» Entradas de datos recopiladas

========================================================================

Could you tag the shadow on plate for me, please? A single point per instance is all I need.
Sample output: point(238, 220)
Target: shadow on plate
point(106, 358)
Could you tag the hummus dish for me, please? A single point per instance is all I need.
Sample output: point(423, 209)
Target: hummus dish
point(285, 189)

========================================================================

» Lo que se pide
Reescribe todas las líneas del material cambiando "Sample output" por "Expected output" y dejando lo demás igual.

» Respuesta del ejercicio
Could you tag the shadow on plate for me, please? A single point per instance is all I need.
Expected output: point(238, 220)
Target: shadow on plate
point(106, 358)
Could you tag the hummus dish for me, please? A single point per instance is all I need.
Expected output: point(423, 209)
Target: hummus dish
point(285, 189)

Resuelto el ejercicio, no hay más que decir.